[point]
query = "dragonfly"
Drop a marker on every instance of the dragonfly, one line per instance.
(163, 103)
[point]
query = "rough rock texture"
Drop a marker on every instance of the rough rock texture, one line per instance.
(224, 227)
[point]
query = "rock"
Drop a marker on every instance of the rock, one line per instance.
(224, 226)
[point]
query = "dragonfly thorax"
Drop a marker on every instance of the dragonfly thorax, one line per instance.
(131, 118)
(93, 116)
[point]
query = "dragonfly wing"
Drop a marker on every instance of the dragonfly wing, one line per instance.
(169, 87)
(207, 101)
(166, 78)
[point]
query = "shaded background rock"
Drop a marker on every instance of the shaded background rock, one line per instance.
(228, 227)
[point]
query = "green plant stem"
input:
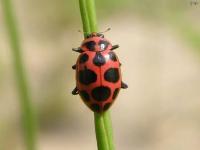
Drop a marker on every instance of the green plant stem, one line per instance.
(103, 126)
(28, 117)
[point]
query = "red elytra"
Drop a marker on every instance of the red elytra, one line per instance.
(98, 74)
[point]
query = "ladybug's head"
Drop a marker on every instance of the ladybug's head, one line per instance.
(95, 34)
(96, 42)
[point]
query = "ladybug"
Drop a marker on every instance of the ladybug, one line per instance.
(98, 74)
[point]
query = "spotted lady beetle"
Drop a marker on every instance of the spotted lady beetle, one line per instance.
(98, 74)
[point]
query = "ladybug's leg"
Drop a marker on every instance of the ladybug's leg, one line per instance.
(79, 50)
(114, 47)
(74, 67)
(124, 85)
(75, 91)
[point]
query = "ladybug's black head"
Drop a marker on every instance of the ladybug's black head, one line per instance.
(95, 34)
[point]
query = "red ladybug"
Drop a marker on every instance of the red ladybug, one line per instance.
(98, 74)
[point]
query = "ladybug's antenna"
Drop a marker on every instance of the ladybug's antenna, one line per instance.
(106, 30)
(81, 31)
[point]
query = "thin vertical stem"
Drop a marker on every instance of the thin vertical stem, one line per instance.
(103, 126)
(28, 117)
.....
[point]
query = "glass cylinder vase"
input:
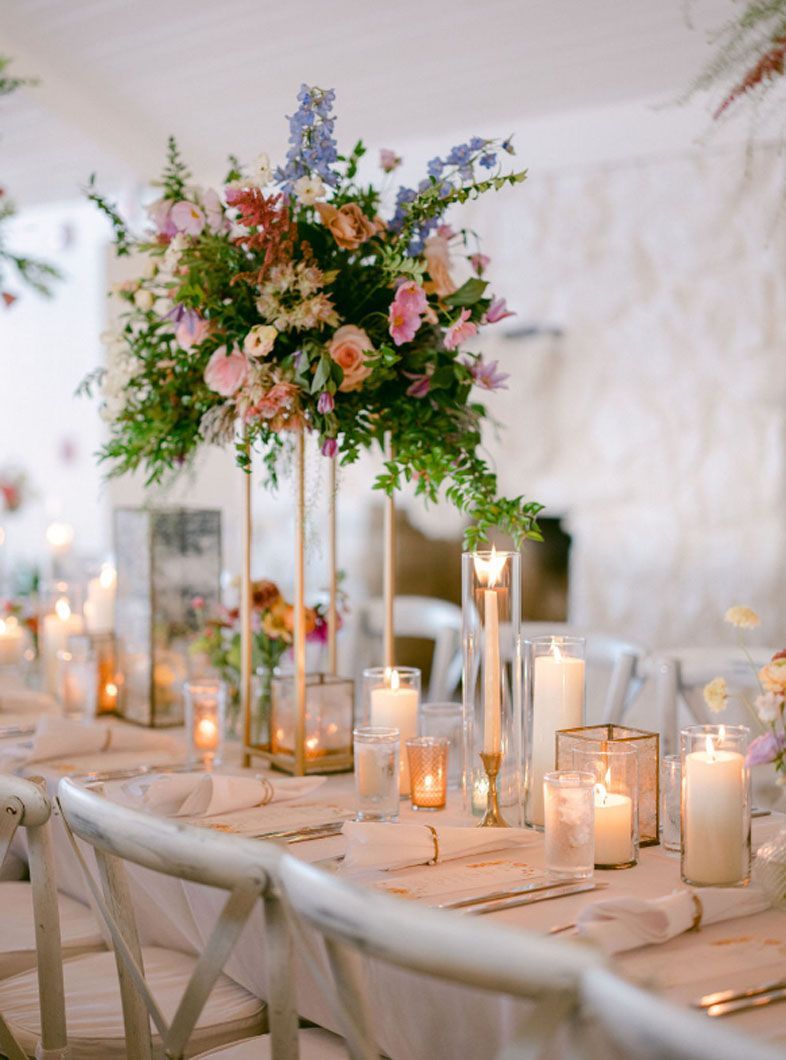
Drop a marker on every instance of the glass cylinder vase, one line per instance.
.....
### EXERCISE REQUIREMENTS
Please give the number of lines in the data above where the word "glass" appears, and nothing besides.

### ANSWER TO THE PROBLEM
2